One old woman, hearing her son's deathcry, rashly looked out of her
door. A bullet instantly laid her low among her phloxes and lilies;
and there, in her little garden, her dead body was dishonoured. It
seemed singularly appropriate, in such a scene, to read above a
blackened doorway the sign: "Monuments Funebres," and to observe
that the house the doorway once belonged to had formed the angle of
a lane called "La Ruelle des Orphelines."
At one end of the main street of Gerbeviller there once stood a
charming house, of the sober old Lorraine pattern, with low door,
deep roof and ample gables: it was in the garden of this house that
my pink peonies were picked for me by its owner, Mr. Liegeay, a
former Mayor of Gerbeviller, who witnessed all the horrors of the
invasion.
Mr. Liegeay is now living in a neighbour's cellar, his own being
fully occupied by the debris of his charming house. He told us the
story of the three days of the German occupation; how he and his
wife and niece, and the niece's babies, took to their cellar while
the Germans set the house on fire, and how, peering through a door
into the stable-yard, they saw that the soldiers suspected they were
within and were trying to get at them. Luckily the incendiaries had
heaped wood and straw all round the outside of the house, and the
blaze was so hot that they could not reach the door. Between the
arch of the doorway and the door itself was a half-moon opening; and
Mr. Liegeay and his family, during three days and three nights,
broke up all the barrels in the cellar and threw the bits out
through the opening to feed the fire in the yard.

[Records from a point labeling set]
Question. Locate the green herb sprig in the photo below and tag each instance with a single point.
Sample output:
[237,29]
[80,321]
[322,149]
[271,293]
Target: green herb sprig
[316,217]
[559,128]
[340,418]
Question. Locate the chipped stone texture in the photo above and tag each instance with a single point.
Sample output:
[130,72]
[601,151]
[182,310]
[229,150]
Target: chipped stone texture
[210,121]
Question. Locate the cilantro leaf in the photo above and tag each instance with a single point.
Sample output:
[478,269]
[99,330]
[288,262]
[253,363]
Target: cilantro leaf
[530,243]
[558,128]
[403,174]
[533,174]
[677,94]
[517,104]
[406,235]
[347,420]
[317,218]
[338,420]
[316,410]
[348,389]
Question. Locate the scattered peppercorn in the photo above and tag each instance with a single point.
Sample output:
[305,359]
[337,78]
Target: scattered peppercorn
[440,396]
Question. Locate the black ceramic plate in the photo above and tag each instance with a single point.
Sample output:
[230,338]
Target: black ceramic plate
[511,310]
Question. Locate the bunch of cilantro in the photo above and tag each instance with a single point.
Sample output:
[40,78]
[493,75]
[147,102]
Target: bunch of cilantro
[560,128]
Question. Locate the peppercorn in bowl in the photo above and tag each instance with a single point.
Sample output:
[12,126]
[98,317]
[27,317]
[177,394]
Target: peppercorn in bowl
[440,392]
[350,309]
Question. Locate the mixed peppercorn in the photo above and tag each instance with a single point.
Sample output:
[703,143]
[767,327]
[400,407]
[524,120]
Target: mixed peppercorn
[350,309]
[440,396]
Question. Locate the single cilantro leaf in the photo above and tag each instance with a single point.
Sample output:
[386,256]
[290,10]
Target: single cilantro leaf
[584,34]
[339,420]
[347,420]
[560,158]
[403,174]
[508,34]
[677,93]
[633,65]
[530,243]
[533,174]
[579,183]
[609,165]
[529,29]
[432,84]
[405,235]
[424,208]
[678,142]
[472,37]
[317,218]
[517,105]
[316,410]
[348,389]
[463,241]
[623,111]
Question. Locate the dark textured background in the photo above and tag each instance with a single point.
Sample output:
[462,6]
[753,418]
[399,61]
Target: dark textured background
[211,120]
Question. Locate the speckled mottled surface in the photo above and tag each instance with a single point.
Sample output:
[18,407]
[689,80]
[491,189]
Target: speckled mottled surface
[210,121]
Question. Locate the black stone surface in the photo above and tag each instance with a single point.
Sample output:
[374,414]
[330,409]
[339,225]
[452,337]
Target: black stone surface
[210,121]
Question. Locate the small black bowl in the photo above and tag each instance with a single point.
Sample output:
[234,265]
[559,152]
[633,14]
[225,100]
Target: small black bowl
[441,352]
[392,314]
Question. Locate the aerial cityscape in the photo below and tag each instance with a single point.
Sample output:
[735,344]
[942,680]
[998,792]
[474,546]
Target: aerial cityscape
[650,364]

EXERCISES:
1) Condense the paragraph of the Gerbeviller account that begins "Mr. Liegeay is now living" into a short list of its main facts.
2) In the Gerbeviller account, who picked the pink peonies?
3) Continue the Gerbeviller account, starting right after its last sentence.
These records come from a separate source.

ANSWERS TO THE EXERCISES:
1)
- Mr. Liegeay now lives in a neighbor's cellar, because his own is filled with the debris of his house.
- He described the three days of the German occupation.
- He, his wife, his niece and the niece's babies hid in the cellar while the Germans set the house on fire.
- Looking through a door into the stable-yard, they saw soldiers trying to get at them.
- The wood and straw the incendiaries had piled around the house made the blaze too hot for the soldiers to reach the door.
- For three days and three nights the family broke up the cellar's barrels and threw the pieces through a half-moon opening above the door to feed the fire in the yard.

2) Mr. Liegeay, the owner of the house and a former Mayor of Gerbeviller, picked them.

3)
Finally, on the third day, when they began to be afraid that the
ruins of the house would fall in on them, they made a dash for
safety. The house was on the edge of the town, and the women and
children managed to get away into the country; but Mr. Liegeay was
surprised in his garden by a German soldier. He made a rush for the
high wall of the adjoining cemetery, and scrambling over it slipped
down between the wall and a big granite cross. The cross was covered
with the hideous wire and glass wreaths dear to French mourners; and
with these opportune mementoes Mr. Liegeay roofed himself in, lying
wedged in his narrow hiding-place from three in the afternoon till
night, and listening to the voices of the soldiers who were hunting
for him among the grave-stones. Luckily it was their last day at
Gerbeviller, and the German retreat saved his life.
Even in Gerbeviller we saw no worse scene of destruction than the
particular spot in which the ex-mayor stood while he told his story.
He looked about him at the heaps of blackened brick and contorted
iron. "This was my dining-room," he said. "There were some good old
paneling on the walls, and some fine prints that had been a
wedding-present to my grand-father." He led us into another black
pit. "This was our sitting-room: you see what a view we had." He
sighed, and added philosophically: "I suppose we were too well off.
I even had an electric light out there on the terrace, to read my
paper by on summer evenings. Yes, we were too well off..." That
was all.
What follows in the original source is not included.